- _Task objective_: Can you continue the climate science commentary roundup from where it stops?

- _Page excerpt_:

Writing in Nature, NASA climate scientist Dr Gavin Schmidt says that 2023’s record heat spike has left researchers stunned. He says: “I’ve made climate predictions at the start of every year since 2016. It’s humbling, and a bit worrying, to admit that no year has confounded climate scientists’ predictive capabilities more than 2023 has. For the past nine months, mean land and sea surface temperatures have overshot previous records each month by up to 0.2C – a huge margin at the planetary scale. A general warming trend is expected because of rising greenhouse-gas emissions, but this sudden heat spike greatly exceeds predictions made by statistical climate models that rely on past observations. Many reasons for this discrepancy have been proposed but, as yet, no combination of them has been able to reconcile our theories with what has happened.” Nature also publishes an essay by atmospheric scientist Prof Adam Sobel about how to overcome feelings of being overwhelmed by climate change. In the Guardian, climate scientist Prof Bill McGuire says the UK is facing its “last chance” to prepare for “46C summer days and ‘supercell’ storms”. On his Substack, the Climate Brink, climate scientist and Carbon Brief contributor Dr Zeke Hausfather examines why forest carbon offsets have a “back-end durability problem”.

Items from a data source
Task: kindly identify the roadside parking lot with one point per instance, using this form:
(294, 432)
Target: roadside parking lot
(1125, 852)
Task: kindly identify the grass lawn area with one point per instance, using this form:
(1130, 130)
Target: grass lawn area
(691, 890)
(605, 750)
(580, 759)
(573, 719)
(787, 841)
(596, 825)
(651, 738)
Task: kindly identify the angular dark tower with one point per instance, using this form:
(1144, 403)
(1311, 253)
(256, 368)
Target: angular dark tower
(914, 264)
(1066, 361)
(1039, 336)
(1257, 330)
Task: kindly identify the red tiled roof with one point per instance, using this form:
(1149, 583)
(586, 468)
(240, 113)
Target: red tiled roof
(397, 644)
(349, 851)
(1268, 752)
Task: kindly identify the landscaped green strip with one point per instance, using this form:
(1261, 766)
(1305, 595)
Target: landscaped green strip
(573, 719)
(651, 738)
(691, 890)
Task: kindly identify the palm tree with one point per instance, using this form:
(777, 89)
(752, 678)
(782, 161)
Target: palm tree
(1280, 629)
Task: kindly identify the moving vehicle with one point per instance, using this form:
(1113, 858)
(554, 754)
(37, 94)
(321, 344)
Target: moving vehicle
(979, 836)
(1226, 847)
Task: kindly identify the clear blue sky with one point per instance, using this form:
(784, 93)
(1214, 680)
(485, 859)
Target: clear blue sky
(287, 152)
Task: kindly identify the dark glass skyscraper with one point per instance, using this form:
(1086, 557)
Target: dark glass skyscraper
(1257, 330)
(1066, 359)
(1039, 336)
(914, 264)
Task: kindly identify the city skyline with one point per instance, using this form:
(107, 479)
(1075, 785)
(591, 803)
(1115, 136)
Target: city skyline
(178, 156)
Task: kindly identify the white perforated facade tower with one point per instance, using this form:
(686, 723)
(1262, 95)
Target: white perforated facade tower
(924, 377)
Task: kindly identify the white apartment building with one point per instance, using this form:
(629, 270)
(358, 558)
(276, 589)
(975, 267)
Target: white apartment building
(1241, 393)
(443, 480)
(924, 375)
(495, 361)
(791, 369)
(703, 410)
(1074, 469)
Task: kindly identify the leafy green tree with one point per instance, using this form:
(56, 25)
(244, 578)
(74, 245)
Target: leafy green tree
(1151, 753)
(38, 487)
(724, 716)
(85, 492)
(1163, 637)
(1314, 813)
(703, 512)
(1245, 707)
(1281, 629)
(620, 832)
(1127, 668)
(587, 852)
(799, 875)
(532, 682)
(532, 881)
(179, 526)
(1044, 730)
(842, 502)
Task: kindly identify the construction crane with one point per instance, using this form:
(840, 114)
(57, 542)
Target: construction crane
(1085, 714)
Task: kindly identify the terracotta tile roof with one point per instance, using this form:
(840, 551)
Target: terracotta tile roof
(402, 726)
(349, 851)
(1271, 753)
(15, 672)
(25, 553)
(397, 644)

- _Response below_:
For the New Statesman, Costa Rican diplomat and former UN climate chief Christiana Figueres writes that the next UN climate summit COP29 must keep the Paris Agreement’s ambition of keeping temperatures at 1.5C in sight. She writes: “As Azerbaijan takes the helm for delivering climate action this year, its president, Ilham Aliyev, must know the main driver of this temperature increase is the historical and continued burning of fossil fuels. Emissions reached a record high in 2023; this year the world cannot afford yet another peak. Baku has a lot to grasp. Within the next seven months it must face some challenging issues. How will it rally countries to accelerate the global energy transition to renewables? What will it do to help unlock the flow of public and private finance that’s urgently required by vulnerable countries? Where does it stand on adaptation measures that need to be put in place to buffer the worst impacts? Hosting a COP is a huge opportunity. The world will be watching Baku make its every move.”
New climate research.
Having wind turbines in close proximity has a “small” negative impact on property values in the US, but this “diminishes over time and in distance and is indistinguishable from zero for larger distances”, a new study says. Using data from more than 300m home sales and 60,000 wind turbines in the US from 1997 to 2020, the researchers assess the “externality costs” of wind power generation through the visibility impact on property values. The study finds evidence of a 1% drop of home values within 10km of visible wind turbines, adding: “The effect is larger for homes closer to more wind turbines, but is no longer detectable by the end of the 20-year period covered by our data.”
A new study explores how the Covid-19 pandemic has affected the reported climate commitments and actions of cities around the world. Using global data on 793 cities from the Carbon Disclosure Project, the researchers find that “actions persist despite funding shortfalls”, yet “only 43% of cities have implemented green recovery interventions”. The authors note that “co-benefits of climate action (for example, health outcomes) and early engagement on sustainability issues (for example, via climate networks) are associated with sustained climate action and finance during Covid-19 and green recovery interventions”.